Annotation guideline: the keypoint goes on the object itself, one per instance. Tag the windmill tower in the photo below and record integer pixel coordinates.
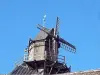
(43, 53)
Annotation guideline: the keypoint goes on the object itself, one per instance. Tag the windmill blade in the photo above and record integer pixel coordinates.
(42, 27)
(57, 27)
(68, 48)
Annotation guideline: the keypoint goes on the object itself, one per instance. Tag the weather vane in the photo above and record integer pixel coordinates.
(44, 20)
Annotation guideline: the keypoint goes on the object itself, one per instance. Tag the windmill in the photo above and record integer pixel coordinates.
(42, 53)
(59, 42)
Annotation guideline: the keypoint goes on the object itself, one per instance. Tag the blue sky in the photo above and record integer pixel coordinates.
(79, 24)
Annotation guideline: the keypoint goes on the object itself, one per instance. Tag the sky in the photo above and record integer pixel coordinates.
(79, 25)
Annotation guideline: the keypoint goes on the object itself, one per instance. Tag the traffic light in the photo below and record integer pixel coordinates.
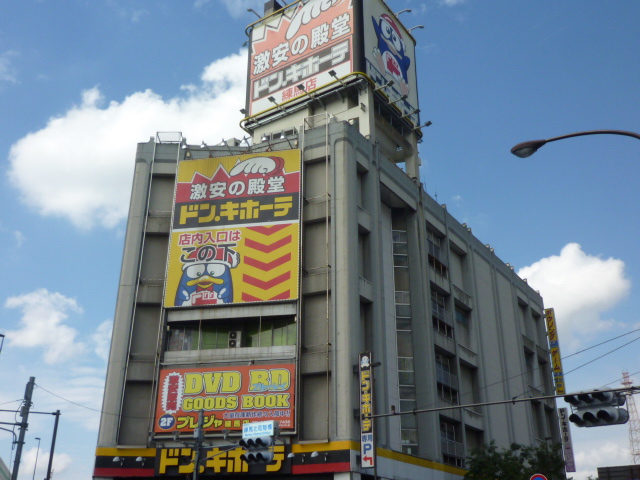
■ ■ ■ ■
• EXERCISE REQUIREMENTS: Retype every item above word for word, leaving out the pictures.

• EXERCISE SOLUTION:
Annotation guideline: the keypoint goes on the object itself, one per instance. Tag the windmill tower in the photo below and record integer pixel coordinates.
(43, 53)
Annotation guideline: the keypoint goes on the object itself, one per instance. Tag the windmill blade in the photo above and record integer pixel coordinates.
(42, 27)
(57, 27)
(68, 48)
Annotation guideline: the keypoint goes on the object itself, one per instance. Tag the weather vane in the photo above and record integer pixel coordinates.
(44, 20)
Annotation guideline: the keypoint goes on the object itself, one per instance. Tag the windmill in the photo above and record integer pixel coordinates.
(42, 53)
(59, 42)
Annotation guideline: the keypoint goes on the object itself, one per instance. Tag the blue sky in the photo above and record integer pixel coordinates.
(79, 24)
Annotation guideline: the keypoint goes on the object itself, one per instance. Tag the sky in the photo above and record integer pixel coordinates.
(79, 25)
Annotation guideline: the keypoint goes on the object itself, one per instance. Tag the traffic light in the photo below and record integer pixel coordinates.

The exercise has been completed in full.